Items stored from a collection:
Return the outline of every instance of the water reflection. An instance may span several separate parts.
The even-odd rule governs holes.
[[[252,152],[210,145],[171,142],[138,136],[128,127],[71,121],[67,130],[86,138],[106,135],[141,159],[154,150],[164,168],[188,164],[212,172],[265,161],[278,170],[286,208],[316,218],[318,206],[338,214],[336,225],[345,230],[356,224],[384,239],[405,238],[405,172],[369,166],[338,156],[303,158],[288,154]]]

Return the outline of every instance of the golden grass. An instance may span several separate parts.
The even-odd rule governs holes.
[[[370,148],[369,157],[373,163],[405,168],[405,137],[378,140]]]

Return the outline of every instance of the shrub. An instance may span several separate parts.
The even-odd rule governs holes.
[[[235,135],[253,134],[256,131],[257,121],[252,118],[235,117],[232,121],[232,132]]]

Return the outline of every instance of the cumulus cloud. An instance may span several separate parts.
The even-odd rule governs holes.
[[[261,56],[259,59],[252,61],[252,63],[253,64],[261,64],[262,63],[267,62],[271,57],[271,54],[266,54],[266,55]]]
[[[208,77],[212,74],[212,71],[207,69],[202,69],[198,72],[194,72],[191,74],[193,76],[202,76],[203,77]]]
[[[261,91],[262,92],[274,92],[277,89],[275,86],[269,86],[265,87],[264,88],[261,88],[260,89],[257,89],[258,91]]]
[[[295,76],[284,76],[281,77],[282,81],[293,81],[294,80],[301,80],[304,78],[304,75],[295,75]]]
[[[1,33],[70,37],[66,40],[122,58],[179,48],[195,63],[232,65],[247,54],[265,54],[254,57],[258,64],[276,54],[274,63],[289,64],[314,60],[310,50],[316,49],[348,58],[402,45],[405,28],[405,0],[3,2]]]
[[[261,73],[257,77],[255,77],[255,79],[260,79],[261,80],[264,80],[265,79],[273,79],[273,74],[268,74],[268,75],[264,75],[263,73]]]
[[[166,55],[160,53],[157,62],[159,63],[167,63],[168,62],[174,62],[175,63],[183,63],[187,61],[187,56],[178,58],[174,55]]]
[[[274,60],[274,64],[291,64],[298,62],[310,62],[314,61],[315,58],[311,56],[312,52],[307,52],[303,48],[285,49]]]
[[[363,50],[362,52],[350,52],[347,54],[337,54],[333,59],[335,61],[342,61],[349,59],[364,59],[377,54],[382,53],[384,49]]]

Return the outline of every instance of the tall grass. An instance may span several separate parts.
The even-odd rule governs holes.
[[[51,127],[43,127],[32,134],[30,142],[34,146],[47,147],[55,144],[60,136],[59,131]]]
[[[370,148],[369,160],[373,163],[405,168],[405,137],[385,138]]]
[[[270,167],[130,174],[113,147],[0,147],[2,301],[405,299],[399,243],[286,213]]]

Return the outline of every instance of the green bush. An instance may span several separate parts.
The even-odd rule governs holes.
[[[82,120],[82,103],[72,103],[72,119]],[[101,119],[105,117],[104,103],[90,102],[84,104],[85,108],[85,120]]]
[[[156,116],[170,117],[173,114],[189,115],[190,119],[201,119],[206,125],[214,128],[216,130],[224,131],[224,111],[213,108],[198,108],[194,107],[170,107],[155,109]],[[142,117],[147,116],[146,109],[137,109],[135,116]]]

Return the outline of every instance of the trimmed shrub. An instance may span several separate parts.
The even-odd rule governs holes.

WHAT IS NEEDED: Please write out again everything from the line containing "Return the outline of every instance of the golden" down to the line containing "[[[370,148],[369,157],[373,163],[405,168],[405,137],[378,140]]]", both lines included, and add -39 to every coordinate in the answers.

CORRECT ANSWER:
Return the outline of every instance of the golden grass. An instance may span several separate parts.
The even-odd rule governs holes.
[[[331,109],[330,118],[334,124],[366,129],[366,98],[339,101]]]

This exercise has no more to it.